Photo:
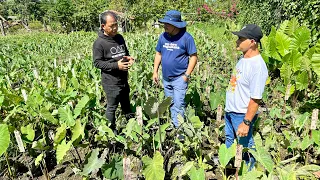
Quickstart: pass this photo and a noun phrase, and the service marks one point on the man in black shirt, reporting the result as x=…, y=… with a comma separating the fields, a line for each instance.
x=110, y=54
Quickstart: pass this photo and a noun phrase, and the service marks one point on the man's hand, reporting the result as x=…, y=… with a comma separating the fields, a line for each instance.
x=123, y=66
x=243, y=130
x=131, y=60
x=155, y=78
x=185, y=78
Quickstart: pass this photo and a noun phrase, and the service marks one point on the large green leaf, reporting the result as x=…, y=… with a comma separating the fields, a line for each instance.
x=273, y=48
x=77, y=130
x=196, y=174
x=293, y=25
x=65, y=116
x=113, y=170
x=251, y=175
x=293, y=59
x=307, y=170
x=225, y=154
x=262, y=155
x=216, y=98
x=283, y=43
x=153, y=168
x=195, y=120
x=62, y=150
x=306, y=142
x=4, y=138
x=186, y=168
x=47, y=116
x=301, y=39
x=81, y=104
x=302, y=81
x=316, y=136
x=94, y=163
x=285, y=72
x=315, y=63
x=28, y=132
x=60, y=134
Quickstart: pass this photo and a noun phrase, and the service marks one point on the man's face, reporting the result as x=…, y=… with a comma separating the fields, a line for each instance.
x=111, y=26
x=244, y=44
x=169, y=28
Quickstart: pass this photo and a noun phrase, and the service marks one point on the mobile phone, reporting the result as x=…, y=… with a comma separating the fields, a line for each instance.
x=125, y=59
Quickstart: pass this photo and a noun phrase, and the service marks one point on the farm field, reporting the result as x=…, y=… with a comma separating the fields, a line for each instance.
x=52, y=123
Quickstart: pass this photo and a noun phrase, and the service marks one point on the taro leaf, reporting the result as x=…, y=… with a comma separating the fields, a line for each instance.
x=105, y=129
x=285, y=72
x=316, y=136
x=307, y=170
x=77, y=130
x=28, y=132
x=4, y=138
x=113, y=170
x=47, y=116
x=273, y=49
x=38, y=159
x=302, y=81
x=94, y=163
x=151, y=107
x=262, y=155
x=301, y=120
x=251, y=175
x=293, y=59
x=293, y=25
x=301, y=39
x=186, y=168
x=283, y=43
x=225, y=154
x=60, y=134
x=164, y=105
x=195, y=120
x=306, y=142
x=62, y=150
x=153, y=168
x=151, y=122
x=216, y=98
x=65, y=116
x=196, y=174
x=81, y=104
x=315, y=63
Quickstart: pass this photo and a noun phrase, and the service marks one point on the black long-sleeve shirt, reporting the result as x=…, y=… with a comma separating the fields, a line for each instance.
x=107, y=51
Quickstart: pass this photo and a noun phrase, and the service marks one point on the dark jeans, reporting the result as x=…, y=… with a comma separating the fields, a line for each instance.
x=117, y=94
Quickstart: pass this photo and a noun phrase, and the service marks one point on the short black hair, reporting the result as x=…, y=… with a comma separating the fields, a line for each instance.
x=103, y=16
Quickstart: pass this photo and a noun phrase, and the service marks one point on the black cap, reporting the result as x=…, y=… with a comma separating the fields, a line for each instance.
x=250, y=31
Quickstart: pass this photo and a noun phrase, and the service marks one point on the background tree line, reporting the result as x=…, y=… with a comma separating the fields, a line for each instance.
x=73, y=15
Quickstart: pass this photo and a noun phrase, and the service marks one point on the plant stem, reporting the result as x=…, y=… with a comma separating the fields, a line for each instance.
x=8, y=164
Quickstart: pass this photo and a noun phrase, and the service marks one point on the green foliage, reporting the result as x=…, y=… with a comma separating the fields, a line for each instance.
x=94, y=163
x=4, y=138
x=153, y=168
x=113, y=170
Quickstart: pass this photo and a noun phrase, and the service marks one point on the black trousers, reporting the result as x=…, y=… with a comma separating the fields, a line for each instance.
x=117, y=94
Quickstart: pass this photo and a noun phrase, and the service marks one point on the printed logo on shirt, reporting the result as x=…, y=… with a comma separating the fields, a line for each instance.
x=118, y=51
x=236, y=74
x=171, y=46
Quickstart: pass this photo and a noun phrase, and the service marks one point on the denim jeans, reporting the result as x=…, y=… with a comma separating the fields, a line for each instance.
x=232, y=122
x=117, y=94
x=176, y=89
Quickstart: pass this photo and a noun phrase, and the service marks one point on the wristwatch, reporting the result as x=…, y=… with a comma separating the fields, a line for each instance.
x=247, y=122
x=188, y=76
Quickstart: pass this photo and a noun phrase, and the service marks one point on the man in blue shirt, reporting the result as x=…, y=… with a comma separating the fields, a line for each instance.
x=177, y=52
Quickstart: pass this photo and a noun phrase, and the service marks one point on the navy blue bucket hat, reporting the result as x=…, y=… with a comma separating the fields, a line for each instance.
x=173, y=17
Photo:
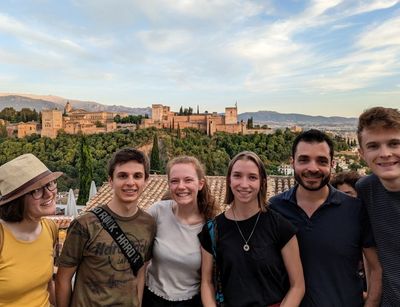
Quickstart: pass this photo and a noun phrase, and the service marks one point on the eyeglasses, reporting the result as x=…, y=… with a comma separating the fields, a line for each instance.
x=38, y=193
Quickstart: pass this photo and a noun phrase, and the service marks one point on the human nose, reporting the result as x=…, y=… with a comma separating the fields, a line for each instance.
x=180, y=184
x=47, y=192
x=313, y=166
x=244, y=182
x=384, y=151
x=130, y=180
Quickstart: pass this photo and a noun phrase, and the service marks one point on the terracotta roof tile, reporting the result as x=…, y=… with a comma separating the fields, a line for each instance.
x=158, y=186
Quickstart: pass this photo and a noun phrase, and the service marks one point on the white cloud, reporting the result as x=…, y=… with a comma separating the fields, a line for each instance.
x=165, y=40
x=383, y=35
x=373, y=5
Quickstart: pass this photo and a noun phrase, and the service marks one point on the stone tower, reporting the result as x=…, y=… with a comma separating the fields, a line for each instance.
x=51, y=123
x=230, y=115
x=68, y=107
x=156, y=112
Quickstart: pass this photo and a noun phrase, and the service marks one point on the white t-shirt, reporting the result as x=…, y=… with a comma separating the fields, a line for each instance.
x=174, y=270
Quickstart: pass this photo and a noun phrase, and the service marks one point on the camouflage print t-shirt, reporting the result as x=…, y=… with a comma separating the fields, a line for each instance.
x=104, y=276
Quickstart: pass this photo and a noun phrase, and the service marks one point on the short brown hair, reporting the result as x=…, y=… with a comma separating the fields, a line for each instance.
x=205, y=200
x=126, y=155
x=13, y=211
x=262, y=194
x=378, y=117
x=349, y=178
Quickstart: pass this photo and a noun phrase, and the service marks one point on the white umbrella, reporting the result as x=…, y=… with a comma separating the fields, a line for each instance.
x=93, y=190
x=71, y=209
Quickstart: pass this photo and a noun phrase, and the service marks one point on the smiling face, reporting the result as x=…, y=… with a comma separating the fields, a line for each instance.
x=34, y=209
x=184, y=183
x=312, y=165
x=245, y=182
x=128, y=182
x=380, y=149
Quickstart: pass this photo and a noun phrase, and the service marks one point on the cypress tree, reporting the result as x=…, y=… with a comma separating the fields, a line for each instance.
x=155, y=155
x=85, y=167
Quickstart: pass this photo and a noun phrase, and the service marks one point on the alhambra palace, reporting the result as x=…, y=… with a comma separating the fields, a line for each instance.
x=75, y=121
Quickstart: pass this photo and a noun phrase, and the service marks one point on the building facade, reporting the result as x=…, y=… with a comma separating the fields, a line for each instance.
x=76, y=121
x=163, y=117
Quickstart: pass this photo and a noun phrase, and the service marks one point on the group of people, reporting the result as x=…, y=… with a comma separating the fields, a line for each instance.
x=299, y=248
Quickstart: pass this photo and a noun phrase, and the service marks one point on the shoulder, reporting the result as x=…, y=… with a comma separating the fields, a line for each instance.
x=50, y=224
x=159, y=207
x=367, y=181
x=281, y=198
x=145, y=217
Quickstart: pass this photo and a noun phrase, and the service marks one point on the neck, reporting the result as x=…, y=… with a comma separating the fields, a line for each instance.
x=244, y=211
x=310, y=201
x=26, y=230
x=123, y=209
x=188, y=214
x=391, y=185
x=28, y=225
# # # #
The lines to output run from the one containing "on the cypress" to the last line of the entries; give them back exactly.

Quickstart: pass this photo and a noun phrase, and the service marks one point on the cypress tree, reporting the result as x=…, y=… with a comma separating the fields, a line for each instance.
x=155, y=155
x=85, y=167
Quickstart: pass this photo and a noun phrase, and the service marks one point on the alhambra palace, reporting the result as x=…, y=… with a comma separating the fields, a line for each instance.
x=75, y=121
Quickstart: pass this photo and a noun phrase, and the service marks one point on the building facade, reporting the result as x=…, y=… with a comma separating the fields, a line for each instance.
x=76, y=121
x=163, y=117
Quickstart: pass this photo and a noun phrase, and the service marks one point on the group of people, reporting the result as x=…, y=… with a comma separating the fields, a line for each instance.
x=299, y=248
Quickstart: pass this photo and a noun phrase, and the service marks one point on the shoulder, reporting the result as x=…, y=… with a comma separating the fields, a line for each instance.
x=50, y=224
x=159, y=207
x=367, y=181
x=281, y=198
x=145, y=217
Quickstart: pass this photo and a noun phrase, and the service marks one point on the neck, reporting the result as x=…, y=… with a comma separating the fields, a line for each instance.
x=244, y=211
x=310, y=201
x=26, y=230
x=123, y=209
x=188, y=214
x=391, y=185
x=28, y=225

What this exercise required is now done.